THE INPUT:

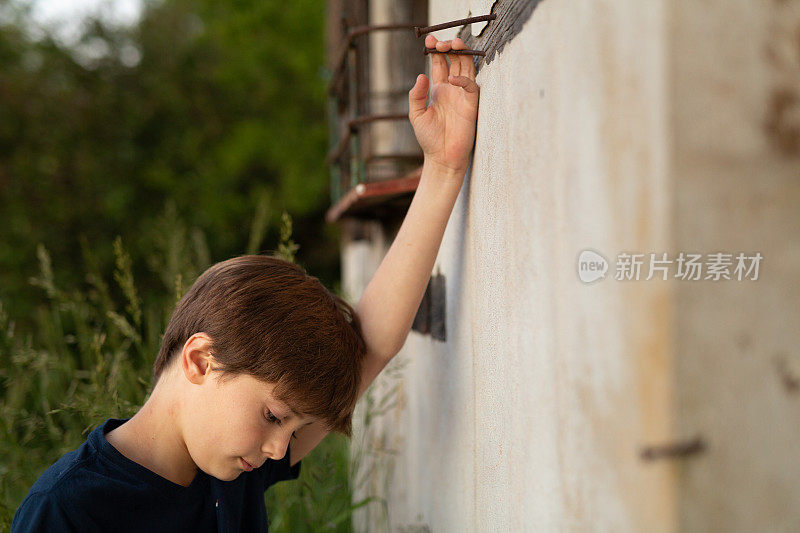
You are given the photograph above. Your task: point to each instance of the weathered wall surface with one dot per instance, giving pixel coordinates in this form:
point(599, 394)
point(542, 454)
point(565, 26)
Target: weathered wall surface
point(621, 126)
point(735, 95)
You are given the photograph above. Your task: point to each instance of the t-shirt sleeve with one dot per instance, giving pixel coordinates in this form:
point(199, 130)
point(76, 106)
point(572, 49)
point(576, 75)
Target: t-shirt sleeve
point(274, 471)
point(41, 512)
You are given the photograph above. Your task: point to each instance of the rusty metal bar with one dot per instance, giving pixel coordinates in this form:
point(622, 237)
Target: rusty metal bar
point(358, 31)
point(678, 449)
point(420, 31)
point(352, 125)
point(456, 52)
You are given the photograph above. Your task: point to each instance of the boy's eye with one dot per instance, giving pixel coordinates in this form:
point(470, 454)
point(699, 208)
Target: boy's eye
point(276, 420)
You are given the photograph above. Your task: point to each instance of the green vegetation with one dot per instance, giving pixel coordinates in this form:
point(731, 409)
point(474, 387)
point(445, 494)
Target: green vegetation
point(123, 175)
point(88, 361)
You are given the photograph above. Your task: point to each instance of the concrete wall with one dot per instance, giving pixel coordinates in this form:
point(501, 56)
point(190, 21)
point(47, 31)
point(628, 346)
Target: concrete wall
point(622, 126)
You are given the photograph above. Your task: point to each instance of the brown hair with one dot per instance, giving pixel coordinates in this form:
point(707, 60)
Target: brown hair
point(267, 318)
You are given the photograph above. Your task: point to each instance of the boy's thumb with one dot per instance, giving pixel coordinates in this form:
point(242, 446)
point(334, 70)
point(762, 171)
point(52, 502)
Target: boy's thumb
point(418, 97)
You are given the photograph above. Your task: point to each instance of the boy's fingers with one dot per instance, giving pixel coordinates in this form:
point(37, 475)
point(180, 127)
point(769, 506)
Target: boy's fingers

PROBLEM REQUIREMENTS:
Copy out the rows word for word, starting with the line that contains "of the brown" and going on through the last line of the rows.

RESPONSE FOR THIS EXERCISE:
You are given the photograph above. Your task: point to each instance of the brown hair with one dot per instance, giving pixel coordinates in this form:
point(707, 60)
Target: brown hair
point(267, 318)
You are given the photograph above. Your task: point to each instance of the boy's thumb with one dot per instance, giving pixel coordinates in this form:
point(242, 446)
point(334, 70)
point(762, 171)
point(52, 502)
Target: boy's thumb
point(418, 97)
You are given the photograph above. Your task: point to each instance of the boy's fingers with one dot per instance, giving pixel coordinates in this form:
point(37, 475)
point(180, 127)
point(769, 506)
Target: boy's fingers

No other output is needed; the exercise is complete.